Com relação à última frase, de certo modo enigmática ("se por acaso... nossos legados agiram contra as instruções apostólicas, nem aprovamos sua ação nem atribuímos qualquer valor a ela"), Dvornik a interpreta como uma "cláusula cautelar" acerca de seu próprio primado. Não significa que o papa esteja negando o que foi dito ao longo de todo o documento, ou seja, que ele aprovou as decisões do sínodo tal como chegaram a ele. 

Assim se realizou a reunificação das igrejas e o fim do chamado (no ocidente) "cisma de Fócio". Posteriormente, S. Fócio se mostrou sempre grato ao papa, chamando-o de "meu João" (Mistagogia do Espírito Santo, 89). Anos depois, ele teve que renunciar a pedido do imperador Leão VI, mas morreu em comunhão com Roma em 891.

_Enunciados:_
(1) Liste todas as expressões que aparecem entre aspas no trecho sobre o cisma de Fócio.
(2) Responda às perguntas abaixo com base no trecho sobre o cisma de Fócio.
(a) Como Dvornik interpreta a última frase do documento papal?
(b) A pedido de quem Fócio teve que renunciar?
(c) Em que ano Fócio morreu?
(3) Prossiga o texto sobre o cisma de Fócio a partir da última frase apresentada.

_Itens fornecidos:_
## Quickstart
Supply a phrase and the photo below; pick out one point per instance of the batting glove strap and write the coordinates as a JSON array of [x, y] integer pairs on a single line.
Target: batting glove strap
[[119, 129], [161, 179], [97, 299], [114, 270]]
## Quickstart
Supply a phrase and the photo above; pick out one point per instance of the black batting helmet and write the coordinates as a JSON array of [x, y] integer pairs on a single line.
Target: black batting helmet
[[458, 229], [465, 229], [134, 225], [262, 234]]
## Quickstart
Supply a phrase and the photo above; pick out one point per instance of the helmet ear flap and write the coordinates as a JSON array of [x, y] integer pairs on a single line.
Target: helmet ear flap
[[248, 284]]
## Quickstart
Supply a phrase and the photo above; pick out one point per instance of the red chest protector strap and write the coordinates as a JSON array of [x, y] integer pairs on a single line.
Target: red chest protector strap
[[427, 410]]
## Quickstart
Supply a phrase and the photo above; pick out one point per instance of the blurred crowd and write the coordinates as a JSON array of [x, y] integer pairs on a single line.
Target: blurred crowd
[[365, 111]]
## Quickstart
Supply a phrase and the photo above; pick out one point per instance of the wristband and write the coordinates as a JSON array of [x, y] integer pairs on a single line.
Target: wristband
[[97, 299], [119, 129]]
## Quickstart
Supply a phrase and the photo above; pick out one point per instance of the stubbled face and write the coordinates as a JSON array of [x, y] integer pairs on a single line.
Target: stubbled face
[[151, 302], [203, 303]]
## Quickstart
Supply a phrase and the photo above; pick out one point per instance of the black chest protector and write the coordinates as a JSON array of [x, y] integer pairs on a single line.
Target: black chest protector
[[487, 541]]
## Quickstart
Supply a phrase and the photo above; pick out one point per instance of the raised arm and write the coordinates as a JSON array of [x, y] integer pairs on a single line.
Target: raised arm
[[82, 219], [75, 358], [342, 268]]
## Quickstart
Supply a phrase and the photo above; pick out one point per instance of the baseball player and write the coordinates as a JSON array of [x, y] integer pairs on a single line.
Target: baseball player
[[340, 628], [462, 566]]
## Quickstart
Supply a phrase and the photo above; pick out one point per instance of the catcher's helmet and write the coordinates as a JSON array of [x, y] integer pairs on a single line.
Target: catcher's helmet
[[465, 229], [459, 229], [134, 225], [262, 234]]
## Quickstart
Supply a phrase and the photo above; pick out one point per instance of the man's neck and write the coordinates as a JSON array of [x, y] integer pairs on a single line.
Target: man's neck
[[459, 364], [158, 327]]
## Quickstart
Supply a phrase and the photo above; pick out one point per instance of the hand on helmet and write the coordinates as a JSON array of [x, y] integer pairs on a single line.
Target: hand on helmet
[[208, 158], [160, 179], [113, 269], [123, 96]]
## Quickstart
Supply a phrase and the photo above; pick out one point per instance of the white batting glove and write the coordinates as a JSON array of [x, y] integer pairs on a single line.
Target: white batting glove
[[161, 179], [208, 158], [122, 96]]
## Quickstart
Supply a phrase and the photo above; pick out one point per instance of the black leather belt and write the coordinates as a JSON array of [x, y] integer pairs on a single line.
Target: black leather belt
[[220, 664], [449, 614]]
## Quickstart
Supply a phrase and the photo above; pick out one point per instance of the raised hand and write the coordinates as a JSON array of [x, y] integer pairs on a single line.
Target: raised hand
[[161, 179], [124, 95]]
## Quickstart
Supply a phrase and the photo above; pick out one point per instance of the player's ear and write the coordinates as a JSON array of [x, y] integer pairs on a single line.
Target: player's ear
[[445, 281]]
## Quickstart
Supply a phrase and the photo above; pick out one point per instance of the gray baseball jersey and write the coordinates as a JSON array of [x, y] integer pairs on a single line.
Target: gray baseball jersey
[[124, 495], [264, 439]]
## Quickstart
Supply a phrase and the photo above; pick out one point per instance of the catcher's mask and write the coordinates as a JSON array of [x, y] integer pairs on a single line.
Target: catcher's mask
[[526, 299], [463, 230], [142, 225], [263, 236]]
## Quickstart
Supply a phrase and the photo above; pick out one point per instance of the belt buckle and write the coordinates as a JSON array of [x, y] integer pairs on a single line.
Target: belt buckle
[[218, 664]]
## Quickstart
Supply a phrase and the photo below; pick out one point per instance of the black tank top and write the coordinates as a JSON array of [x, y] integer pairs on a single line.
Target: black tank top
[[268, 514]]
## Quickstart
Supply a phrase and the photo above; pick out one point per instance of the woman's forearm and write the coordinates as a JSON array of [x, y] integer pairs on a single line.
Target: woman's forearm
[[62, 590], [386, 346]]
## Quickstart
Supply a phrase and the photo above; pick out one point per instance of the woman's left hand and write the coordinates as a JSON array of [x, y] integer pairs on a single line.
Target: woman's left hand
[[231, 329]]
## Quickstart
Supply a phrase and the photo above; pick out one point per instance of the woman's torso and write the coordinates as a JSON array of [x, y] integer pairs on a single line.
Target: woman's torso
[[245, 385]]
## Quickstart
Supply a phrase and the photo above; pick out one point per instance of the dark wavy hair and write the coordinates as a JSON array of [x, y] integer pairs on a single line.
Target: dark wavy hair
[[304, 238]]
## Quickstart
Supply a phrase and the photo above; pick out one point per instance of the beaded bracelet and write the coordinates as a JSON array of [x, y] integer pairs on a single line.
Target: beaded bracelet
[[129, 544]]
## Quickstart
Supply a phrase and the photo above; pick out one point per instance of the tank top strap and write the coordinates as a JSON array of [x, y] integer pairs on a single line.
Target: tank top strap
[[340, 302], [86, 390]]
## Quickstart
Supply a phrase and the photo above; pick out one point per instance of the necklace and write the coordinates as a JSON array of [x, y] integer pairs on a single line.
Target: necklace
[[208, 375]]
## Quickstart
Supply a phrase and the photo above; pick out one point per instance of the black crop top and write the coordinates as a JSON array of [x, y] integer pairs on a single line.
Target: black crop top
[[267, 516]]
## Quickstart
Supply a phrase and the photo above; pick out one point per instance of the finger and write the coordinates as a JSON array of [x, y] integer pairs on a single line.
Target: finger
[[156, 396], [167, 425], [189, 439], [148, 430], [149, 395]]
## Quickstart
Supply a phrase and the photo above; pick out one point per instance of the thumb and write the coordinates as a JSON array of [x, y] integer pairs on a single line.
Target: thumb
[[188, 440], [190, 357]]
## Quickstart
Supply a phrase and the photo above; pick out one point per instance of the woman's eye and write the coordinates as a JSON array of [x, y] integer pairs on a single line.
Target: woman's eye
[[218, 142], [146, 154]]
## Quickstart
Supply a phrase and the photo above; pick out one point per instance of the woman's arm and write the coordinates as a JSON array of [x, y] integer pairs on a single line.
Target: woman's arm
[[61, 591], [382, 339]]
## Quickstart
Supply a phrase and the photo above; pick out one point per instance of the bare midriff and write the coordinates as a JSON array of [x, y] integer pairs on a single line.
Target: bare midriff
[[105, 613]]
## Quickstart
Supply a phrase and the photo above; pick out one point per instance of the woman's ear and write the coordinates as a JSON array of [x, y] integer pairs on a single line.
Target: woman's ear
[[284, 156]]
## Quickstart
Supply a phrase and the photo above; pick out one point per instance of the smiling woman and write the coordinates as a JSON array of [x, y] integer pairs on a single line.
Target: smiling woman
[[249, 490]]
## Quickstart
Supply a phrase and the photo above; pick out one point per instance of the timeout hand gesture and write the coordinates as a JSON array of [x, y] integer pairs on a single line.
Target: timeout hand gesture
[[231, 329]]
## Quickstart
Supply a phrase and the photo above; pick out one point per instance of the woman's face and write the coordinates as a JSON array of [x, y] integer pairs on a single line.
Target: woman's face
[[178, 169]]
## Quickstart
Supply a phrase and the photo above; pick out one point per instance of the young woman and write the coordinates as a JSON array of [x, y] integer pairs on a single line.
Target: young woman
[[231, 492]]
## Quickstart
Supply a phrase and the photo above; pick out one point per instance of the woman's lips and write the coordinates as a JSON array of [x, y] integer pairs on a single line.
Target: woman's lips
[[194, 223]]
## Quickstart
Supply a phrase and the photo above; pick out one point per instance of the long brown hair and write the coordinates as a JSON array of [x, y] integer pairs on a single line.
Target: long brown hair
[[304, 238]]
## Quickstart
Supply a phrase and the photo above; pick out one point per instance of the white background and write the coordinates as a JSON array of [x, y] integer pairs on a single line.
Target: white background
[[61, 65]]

_Respostas por tarefa:_
(1)
- "se por acaso... nossos legados agiram contra as instruções apostólicas, nem aprovamos sua ação nem atribuímos qualquer valor a ela"
- "cláusula cautelar"
- "cisma de Fócio"
- "meu João"

(2)
(a) Como uma "cláusula cautelar" acerca do próprio primado do papa.
(b) A pedido do imperador Leão VI.
(c) Em 891.

(3)
Isso era tão bem estabelecido que o canonista ocidental Ivo de Chartres registrou:

Que o sínodo de Constantinopla contra Fócio não deve ser aceito. João VIII disse ao Patriarca Fócio: Anulamos e revogamos absolutamente o sínodo contra Fócio realizado em Constantinopla tanto por outras razões como porque o Papa Adriano não o sancionou. (‘Constantinopolitanum synodum eam quae contra Photium est non esse recipiendam. Joannes VIII patriarchae Photio.’—‘Illam quae contra Photium facta est Constantinopoli synodum irritam facimus et omnino delevimus, tam propter alia, tam quoniam Adrianus papa non subscripsit in ea.’) [Decr, IV, 76].

J. N. D. Kelly, um estudioso patrístico anglicano, também reconheceu que Roma aceitou os decretos do Concílio de 879-880:

(...) o Concílio [879-80], reconhecido no Oriente como o Oitavo Concílio Geral... reafirmou o Credo de Constantinopla (381), e proibiu quaisquer acréscimos a ele; os romanos podiam concordar porque não havia discussão sobre a doutrina da dupla processão do Espírito Santo, e o Credo usado em Roma ainda não incluía o filioque. João [VIII] foi estadista o suficiente para ratificar suas decisões com o pós-escrito salvador de que ele rejeitou tudo o que seus legados poderiam ter concordado contra suas instruções (Oxford Dictionary of Popes, pg. 111).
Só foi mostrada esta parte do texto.